Unsere Redaktion hat ja schon viele Veranstaltungen besucht. Wir sind zwar stets pünktlich vor Ort, das bedeutet aber nicht, dass die Veranstaltungen selbst zeitgenau starten. Nun, in den meisten Fällen ist das nicht haarsträubend, 5 oder 10 Minuten Wartezeit klingt ja auch nicht nach einer Ewigkeit. Aber 364 Tage Verspätung? Für diesen Rekord sorgte die dreiköpfige Band Tone Fish. Willkür darf man den sympathischen drei Musikern aus Hameln allerdings nicht unterstellen, denn für das Wetter sind die Künstler nicht zuständig. Vor fast genau einem Jahr, am 29. Juni 2021, sorgte ein Platzregen unmittelbar vor dem Auftritt dafür, dass die Zuschauer sich einen nassen Allerwertesten geholt hätten. Zudem war schlussendlich auch die Bühne unbespielbar.
29. Juni 2022 – der Kultursommer 2022 in Bremerhaven läuft auf vollen Touren, und auf Einladung kam das Trio auf einen erneuten Versuch. Und dieses Mal erinnerte sich der Wettergott auch daran, dass es in Irland nicht nur typisches Inselwetter gibt, sondern dass man das Land auch "Grüne Insel" nennt. Irland? Natürlich, denn die Spezialität von Tone Fish sind Pop- und Rocksongs in den Sound von Irish Folk zu hüllen. Michaela, Stefan und Yogi Jokusch touren seit 2013 mit diesem Rezept quer durch Norddeutschland, und mittlerweile auch darüber hinaus.

- - - -

* [ZIEL] Gib den Bericht über den verschobenen Auftritt von Tone Fish vollständig und wortgetreu wieder.

* [Quelldatensätze]
- - - -

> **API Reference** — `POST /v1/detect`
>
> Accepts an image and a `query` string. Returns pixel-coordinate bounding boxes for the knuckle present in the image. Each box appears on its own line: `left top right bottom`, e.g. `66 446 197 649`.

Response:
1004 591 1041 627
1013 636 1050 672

- - - -

* [ANTWORT ZUR AUFGABE]
Unsere Redaktion hat ja schon viele Veranstaltungen besucht. Wir sind zwar stets pünktlich vor Ort, das bedeutet aber nicht, dass die Veranstaltungen selbst zeitgenau starten. Nun, in den meisten Fällen ist das nicht haarsträubend, 5 oder 10 Minuten Wartezeit klingt ja auch nicht nach einer Ewigkeit. Aber 364 Tage Verspätung? Für diesen Rekord sorgte die dreiköpfige Band Tone Fish. Willkür darf man den sympathischen drei Musikern aus Hameln allerdings nicht unterstellen, denn für das Wetter sind die Künstler nicht zuständig. Vor fast genau einem Jahr, am 29. Juni 2021, sorgte ein Platzregen unmittelbar vor dem Auftritt dafür, dass die Zuschauer sich einen nassen Allerwertesten geholt hätten. Zudem war schlussendlich auch die Bühne unbespielbar.
29. Juni 2022 – der Kultursommer 2022 in Bremerhaven läuft auf vollen Touren, und auf Einladung kam das Trio auf einen erneuten Versuch. Und dieses Mal erinnerte sich der Wettergott auch daran, dass es in Irland nicht nur typisches Inselwetter gibt, sondern dass man das Land auch "Grüne Insel" nennt. Irland? Natürlich, denn die Spezialität von Tone Fish sind Pop- und Rocksongs in den Sound von Irish Folk zu hüllen. Michaela, Stefan und Yogi Jokusch touren seit 2013 mit diesem Rezept quer durch Norddeutschland, und mittlerweile auch darüber hinaus.